**TASK REQUIREMENTS**: Rewrite every line between the lines holding "Q. Locate the walking" and "pixel 637 379", inclusive, including the request, and add -9 to each x and y coordinate in the answers.

==========

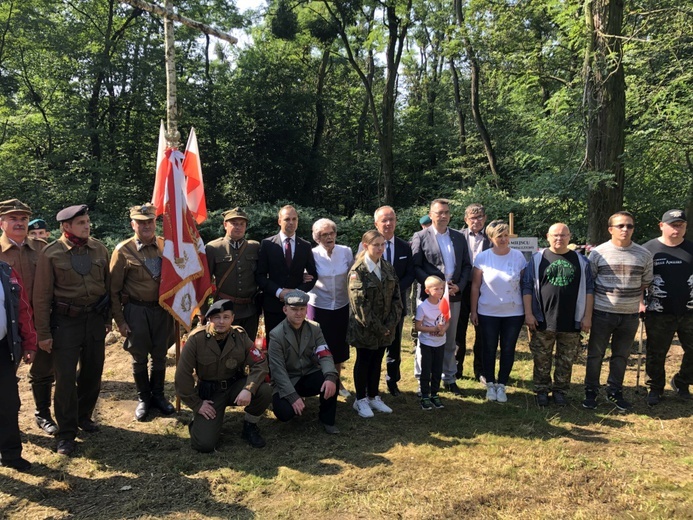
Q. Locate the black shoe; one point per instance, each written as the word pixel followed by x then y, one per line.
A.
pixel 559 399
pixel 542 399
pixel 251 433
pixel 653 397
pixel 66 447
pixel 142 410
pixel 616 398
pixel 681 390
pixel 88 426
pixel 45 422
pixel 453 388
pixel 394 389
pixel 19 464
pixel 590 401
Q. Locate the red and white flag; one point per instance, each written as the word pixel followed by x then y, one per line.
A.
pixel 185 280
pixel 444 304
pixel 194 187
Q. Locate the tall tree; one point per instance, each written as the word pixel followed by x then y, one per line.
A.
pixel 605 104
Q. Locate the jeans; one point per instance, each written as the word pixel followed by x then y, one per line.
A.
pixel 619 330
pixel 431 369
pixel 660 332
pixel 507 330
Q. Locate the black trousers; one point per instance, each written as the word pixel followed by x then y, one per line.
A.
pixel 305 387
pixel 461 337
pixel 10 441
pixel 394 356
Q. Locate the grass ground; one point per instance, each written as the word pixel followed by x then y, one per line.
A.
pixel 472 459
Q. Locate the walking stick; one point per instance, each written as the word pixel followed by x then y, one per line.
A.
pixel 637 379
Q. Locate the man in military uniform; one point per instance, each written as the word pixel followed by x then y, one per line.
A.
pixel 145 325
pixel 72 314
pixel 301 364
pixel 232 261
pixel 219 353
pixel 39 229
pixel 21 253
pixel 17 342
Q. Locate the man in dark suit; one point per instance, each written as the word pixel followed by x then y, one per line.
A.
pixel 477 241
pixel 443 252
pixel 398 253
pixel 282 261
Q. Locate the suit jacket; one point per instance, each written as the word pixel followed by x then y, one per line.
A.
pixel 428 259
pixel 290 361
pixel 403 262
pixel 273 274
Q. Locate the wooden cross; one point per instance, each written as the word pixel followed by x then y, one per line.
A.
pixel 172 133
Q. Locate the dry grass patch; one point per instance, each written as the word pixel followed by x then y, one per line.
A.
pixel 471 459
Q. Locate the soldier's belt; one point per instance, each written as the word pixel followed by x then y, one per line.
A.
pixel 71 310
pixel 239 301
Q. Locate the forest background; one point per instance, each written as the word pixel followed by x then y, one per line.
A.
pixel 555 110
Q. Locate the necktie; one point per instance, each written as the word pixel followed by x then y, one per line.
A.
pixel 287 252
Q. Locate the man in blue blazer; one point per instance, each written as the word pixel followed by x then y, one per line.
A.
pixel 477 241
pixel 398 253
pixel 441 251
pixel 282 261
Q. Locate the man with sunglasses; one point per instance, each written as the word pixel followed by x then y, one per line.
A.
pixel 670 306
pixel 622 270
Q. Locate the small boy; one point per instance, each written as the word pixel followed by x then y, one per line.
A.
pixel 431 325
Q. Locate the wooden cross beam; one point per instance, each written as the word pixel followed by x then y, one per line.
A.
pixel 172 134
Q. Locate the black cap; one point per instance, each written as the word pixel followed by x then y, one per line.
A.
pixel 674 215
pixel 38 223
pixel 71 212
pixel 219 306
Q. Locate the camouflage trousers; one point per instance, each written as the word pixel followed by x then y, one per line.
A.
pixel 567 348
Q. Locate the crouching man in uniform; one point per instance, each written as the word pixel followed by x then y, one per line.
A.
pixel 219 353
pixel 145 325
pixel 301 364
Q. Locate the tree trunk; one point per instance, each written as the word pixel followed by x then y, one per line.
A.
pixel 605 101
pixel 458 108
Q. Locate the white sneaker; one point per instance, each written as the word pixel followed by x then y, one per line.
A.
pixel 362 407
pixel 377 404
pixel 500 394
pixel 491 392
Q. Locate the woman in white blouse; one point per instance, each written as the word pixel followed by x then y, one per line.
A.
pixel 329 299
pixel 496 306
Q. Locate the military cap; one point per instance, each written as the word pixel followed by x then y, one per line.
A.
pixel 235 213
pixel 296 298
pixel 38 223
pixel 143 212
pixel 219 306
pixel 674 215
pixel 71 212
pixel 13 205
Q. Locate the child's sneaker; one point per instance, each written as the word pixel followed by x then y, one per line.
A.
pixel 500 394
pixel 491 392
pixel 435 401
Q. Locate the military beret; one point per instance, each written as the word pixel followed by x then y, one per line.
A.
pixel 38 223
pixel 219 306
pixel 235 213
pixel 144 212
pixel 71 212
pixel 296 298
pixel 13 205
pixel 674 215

==========

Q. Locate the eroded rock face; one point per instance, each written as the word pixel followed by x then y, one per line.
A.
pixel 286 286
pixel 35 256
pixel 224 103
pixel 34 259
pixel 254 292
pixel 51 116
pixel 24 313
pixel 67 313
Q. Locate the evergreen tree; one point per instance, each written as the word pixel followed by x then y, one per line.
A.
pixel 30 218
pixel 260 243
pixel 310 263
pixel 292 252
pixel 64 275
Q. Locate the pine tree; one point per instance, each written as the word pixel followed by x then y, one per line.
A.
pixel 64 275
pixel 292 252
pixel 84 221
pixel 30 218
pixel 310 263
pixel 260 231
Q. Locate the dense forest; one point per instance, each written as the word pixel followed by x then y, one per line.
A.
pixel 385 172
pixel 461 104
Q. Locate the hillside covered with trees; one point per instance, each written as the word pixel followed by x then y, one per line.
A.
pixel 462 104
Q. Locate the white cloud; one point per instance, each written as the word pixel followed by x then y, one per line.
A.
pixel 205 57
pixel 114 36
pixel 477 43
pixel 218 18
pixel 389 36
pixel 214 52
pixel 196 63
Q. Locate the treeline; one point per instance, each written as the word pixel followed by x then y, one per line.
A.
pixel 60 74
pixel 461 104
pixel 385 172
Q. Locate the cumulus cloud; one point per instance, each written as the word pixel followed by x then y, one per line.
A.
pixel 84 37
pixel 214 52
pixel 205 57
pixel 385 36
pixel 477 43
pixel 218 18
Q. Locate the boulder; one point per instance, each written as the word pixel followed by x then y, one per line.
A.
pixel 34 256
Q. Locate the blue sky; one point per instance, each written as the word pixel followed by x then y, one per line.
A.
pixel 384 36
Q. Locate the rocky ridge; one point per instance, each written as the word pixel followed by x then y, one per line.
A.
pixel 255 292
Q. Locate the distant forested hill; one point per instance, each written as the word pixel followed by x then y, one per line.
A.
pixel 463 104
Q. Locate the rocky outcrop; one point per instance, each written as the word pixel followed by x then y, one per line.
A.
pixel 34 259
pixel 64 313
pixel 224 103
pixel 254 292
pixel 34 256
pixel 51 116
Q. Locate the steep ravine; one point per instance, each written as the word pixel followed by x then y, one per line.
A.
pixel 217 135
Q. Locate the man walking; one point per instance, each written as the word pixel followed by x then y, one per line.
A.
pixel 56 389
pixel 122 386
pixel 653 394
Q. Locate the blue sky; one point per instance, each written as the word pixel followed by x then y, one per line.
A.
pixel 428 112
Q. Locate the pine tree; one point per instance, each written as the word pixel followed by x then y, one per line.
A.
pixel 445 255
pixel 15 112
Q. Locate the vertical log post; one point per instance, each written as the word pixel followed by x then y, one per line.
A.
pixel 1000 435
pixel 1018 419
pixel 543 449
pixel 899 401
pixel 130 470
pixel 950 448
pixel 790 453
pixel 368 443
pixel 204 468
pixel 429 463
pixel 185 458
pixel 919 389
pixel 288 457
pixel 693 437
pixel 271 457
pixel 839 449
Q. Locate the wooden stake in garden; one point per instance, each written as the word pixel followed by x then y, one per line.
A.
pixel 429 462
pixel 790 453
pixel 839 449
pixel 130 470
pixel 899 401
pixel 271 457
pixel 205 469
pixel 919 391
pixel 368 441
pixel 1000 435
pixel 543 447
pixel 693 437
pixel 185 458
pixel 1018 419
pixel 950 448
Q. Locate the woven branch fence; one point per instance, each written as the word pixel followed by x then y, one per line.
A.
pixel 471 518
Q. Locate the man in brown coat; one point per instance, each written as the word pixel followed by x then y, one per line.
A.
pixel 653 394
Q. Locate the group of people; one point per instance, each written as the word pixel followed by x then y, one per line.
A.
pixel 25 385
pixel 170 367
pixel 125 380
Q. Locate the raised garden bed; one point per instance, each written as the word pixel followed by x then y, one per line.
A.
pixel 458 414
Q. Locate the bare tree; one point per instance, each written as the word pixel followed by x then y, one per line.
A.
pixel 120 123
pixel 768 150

==========

**EXERCISE SOLUTION**:
Q. Locate the walking stick; one point per instance, each written as the word pixel followed by x then y, one per line.
A.
pixel 628 370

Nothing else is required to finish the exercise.